Start Data rows

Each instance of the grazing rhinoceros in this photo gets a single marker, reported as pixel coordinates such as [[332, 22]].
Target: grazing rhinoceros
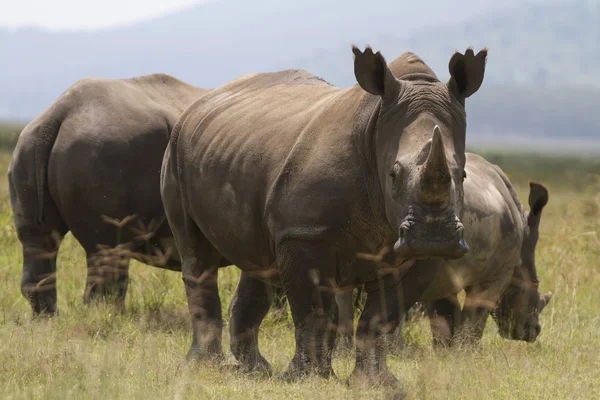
[[498, 274], [87, 164], [289, 177]]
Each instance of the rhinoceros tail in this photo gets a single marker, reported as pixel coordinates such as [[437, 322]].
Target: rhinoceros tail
[[28, 169], [44, 141]]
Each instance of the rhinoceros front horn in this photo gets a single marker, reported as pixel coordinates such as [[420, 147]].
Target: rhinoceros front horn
[[435, 176]]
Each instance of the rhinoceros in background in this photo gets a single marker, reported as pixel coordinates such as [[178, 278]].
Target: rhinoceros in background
[[88, 164], [499, 274], [291, 178]]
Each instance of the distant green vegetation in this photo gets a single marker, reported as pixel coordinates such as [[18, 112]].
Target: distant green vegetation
[[560, 171], [9, 132]]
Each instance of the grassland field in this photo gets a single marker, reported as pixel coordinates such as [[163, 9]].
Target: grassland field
[[95, 353]]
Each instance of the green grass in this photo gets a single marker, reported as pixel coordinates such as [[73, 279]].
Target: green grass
[[90, 352]]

End Data rows

* [Set task]
Please rewrite the listing above, changing every "marker" to "point" and leaving everything else as it is. Omit the pictures from your answer.

* [Reply to the exercise]
Each instance of the grazing rhinoceros in this photo gets a single point, reported as pixel coordinates such as [[332, 22]].
Target: grazing rhinoceros
[[498, 274], [87, 164], [289, 177]]
Each instance of the rhinoceros tail in this photo gets a single point, reported as pixel coordinates such as [[437, 322]].
Target: rhinoceros tail
[[28, 169], [44, 141]]
Each instance of the rhinoceros front horn in this photo gets a single point, reported as pixel coordinates such as [[420, 147]].
Target: rhinoceros front horn
[[435, 176]]
Each instance of the rhinoceros in background in this photo gets a single point, reported as pixel coordinates such as [[178, 278]].
Target: rhinoceros in background
[[88, 164], [499, 274], [291, 178]]
Each instance of the distant green vegetation in this photo gets a single point, reported as pixel coordinates such as [[18, 112]].
Target: distant green vegetation
[[560, 171], [9, 132]]
Each instance of the grassland field in this photo gets a single point, reported as pixel coordinates such as [[163, 9]].
Target: grassland field
[[95, 353]]
Each instance of the green grass in this photo gets a single point, reported as pixel coordinates such as [[73, 279]].
Target: green grass
[[90, 352]]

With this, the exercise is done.